- Opening Delimiter -

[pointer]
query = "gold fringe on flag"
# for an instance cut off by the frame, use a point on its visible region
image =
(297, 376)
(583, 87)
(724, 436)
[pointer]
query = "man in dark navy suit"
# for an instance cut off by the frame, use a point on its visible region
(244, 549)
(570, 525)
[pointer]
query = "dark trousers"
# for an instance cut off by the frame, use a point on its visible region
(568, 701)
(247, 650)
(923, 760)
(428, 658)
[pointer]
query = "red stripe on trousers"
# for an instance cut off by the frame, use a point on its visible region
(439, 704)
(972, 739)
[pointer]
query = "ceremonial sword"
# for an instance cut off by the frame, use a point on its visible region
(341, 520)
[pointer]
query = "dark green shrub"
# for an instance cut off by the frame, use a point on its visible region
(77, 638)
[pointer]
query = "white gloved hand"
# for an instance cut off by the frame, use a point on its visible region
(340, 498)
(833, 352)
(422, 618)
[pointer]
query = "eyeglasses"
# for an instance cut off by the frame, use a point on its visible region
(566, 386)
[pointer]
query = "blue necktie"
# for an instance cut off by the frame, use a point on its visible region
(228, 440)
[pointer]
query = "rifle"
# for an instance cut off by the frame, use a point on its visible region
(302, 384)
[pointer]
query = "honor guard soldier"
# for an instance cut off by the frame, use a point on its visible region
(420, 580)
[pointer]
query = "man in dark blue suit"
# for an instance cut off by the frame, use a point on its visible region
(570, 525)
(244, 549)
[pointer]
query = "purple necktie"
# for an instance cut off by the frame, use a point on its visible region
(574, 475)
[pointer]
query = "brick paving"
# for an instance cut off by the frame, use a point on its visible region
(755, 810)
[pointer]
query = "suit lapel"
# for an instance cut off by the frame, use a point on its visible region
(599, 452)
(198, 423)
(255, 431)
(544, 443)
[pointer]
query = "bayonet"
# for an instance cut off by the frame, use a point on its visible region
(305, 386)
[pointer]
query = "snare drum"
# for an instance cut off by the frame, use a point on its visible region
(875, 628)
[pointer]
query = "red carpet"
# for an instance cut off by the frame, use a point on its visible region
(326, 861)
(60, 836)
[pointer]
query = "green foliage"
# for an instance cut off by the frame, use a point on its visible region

- Closing Delimiter -

### Your objective
Retype the data in full and match it exactly.

### Your solution
[pointer]
query = "gold fringe on flag"
# for an instance cut off by the frame, use a point on its visible region
image =
(297, 376)
(583, 87)
(724, 436)
[pointer]
query = "man in dark navy suit"
# for an instance cut off by the frame, use a point on its visible region
(244, 549)
(570, 525)
[pointer]
query = "dark trousers"
# for an instance cut off by the frame, use a point on its visible region
(568, 701)
(247, 650)
(923, 760)
(428, 658)
[pointer]
query = "red stripe on trousers"
# for an instance cut off by the frame, use a point on its visible region
(439, 704)
(972, 739)
[pointer]
query = "ceremonial sword"
# for an instance cut off by the frame, use a point on its visible region
(341, 520)
[pointer]
query = "dark green shrub"
# for an instance cut off by the frame, use a point on its visible region
(77, 638)
[pointer]
query = "white gloved hand"
# for an instance cut off by the frame, use a point on its visible region
(340, 498)
(833, 352)
(422, 618)
[pointer]
query = "eyeglasses"
# for an instance cut off by the frame, use a point on its visible region
(566, 386)
[pointer]
query = "blue necktie"
# for an instance cut off by the frame, use a point on its visible region
(228, 440)
[pointer]
query = "rifle"
# for an instance cut off by the frame, use a point on its visible region
(302, 384)
[pointer]
query = "honor guard soldier"
# for an instance cut off by the frame, use a point on its visible region
(420, 580)
[pointer]
query = "man in dark blue suit"
# for an instance cut off by the frame, use a point on its visible region
(570, 525)
(244, 549)
[pointer]
query = "purple necktie"
# for an instance cut off by the frame, use a point on its visible region
(574, 475)
[pointer]
query = "brick paving"
# for an instance cut off by the frame, use a point on its visible region
(755, 810)
[pointer]
query = "suit lapel"
# for an instance cut off by the frame, use a point on its visible region
(599, 452)
(198, 423)
(255, 431)
(544, 443)
[pointer]
query = "bayonet"
# for an instance cut off by the frame, use a point on its visible region
(305, 386)
[pointer]
query = "snare drum"
# for an instance cut off by the frame, use a point on its visible region
(875, 628)
[pointer]
query = "red carpet"
# for an instance cut off by the frame, use a point on its visible region
(326, 861)
(60, 836)
[pointer]
query = "green foliage"
# for an instance cut off by the frame, use a point on its visible region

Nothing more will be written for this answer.